Exercise: Having located "Can you find the street?" in the records below, repeat exactly the line it is on and all subsequent lines, ending with the last.

Entries provided:

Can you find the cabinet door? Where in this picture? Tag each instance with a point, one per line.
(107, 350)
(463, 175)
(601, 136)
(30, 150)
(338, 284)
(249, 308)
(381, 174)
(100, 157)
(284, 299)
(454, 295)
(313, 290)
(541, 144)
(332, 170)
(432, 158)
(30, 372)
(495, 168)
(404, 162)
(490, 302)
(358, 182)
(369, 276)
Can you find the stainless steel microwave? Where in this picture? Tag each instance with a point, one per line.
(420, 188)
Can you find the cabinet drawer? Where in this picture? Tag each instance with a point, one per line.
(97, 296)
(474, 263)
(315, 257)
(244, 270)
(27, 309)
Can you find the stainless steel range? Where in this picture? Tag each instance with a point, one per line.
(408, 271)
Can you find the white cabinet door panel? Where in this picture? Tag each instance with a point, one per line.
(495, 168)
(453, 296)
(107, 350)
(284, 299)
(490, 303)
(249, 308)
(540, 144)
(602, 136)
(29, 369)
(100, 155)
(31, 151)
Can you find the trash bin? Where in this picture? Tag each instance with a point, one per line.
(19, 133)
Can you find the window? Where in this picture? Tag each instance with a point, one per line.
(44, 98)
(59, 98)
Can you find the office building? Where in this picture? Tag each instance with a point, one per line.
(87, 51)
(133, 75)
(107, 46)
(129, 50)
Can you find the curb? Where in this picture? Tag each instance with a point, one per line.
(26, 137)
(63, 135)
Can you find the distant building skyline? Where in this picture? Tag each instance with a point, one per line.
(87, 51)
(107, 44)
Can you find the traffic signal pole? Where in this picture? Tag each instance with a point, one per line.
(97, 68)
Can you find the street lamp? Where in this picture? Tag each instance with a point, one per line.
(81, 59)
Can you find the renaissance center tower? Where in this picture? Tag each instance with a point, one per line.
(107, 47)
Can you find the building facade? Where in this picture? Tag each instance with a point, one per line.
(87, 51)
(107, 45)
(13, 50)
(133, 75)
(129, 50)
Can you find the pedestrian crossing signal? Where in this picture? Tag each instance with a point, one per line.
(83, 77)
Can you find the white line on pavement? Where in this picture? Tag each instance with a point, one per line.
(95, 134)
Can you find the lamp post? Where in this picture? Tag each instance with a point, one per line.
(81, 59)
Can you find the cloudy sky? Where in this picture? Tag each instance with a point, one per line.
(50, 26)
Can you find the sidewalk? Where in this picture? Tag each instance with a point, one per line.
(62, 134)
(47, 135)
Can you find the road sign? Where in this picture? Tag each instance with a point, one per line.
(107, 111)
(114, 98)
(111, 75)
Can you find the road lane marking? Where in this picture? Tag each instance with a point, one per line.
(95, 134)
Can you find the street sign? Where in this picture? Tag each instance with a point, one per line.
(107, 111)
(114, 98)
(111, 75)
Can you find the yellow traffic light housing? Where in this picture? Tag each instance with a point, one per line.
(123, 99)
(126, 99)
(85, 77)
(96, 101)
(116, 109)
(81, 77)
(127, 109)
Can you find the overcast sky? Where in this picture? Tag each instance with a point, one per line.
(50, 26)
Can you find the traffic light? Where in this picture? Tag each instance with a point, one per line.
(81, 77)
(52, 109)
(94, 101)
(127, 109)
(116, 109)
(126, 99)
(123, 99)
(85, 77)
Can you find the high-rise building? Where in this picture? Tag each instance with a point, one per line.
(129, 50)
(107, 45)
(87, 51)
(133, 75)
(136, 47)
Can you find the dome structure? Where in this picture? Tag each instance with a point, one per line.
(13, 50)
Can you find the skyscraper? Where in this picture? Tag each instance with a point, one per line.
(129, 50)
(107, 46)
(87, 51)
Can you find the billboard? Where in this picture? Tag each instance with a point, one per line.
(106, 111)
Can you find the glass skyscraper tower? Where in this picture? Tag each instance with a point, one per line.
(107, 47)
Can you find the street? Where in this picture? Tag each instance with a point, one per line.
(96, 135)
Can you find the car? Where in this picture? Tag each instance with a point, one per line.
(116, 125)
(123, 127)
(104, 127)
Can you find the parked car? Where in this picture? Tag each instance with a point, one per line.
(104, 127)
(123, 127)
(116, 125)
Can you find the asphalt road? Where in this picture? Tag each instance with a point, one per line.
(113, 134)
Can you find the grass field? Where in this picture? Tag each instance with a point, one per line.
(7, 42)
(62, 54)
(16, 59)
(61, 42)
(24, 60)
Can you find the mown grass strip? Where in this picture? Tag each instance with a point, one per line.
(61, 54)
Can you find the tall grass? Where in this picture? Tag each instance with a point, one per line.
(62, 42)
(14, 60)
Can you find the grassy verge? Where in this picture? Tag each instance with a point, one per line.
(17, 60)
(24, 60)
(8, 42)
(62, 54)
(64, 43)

Task answer:
Can you find the street? Where in this picture? Tag each instance with a point, one per line.
(96, 135)
Can you find the car? Where in this picture? Tag each instance with a point, one per line.
(116, 125)
(123, 127)
(104, 127)
Can you find the parked car? Where in this picture? Tag each instance with a point, one per line.
(104, 127)
(123, 127)
(116, 125)
Can you find the asphalt road? Where in this picture? Tag each instance with a point, one per line.
(113, 134)
Can you find the grass field? Where in this picture? Tag each instance with a point, one per line.
(7, 42)
(62, 54)
(16, 59)
(61, 42)
(24, 60)
Can you find the mown grass strip? Where in this picture? Tag each instance with a point, one per line.
(61, 54)
Can you find the tall grass? Where in this picture? Tag each instance with a point, one per line.
(62, 42)
(14, 60)
Can you find the grassy verge? Where in this picture? Tag each instance with a point, one per line.
(17, 60)
(24, 60)
(8, 42)
(62, 54)
(64, 43)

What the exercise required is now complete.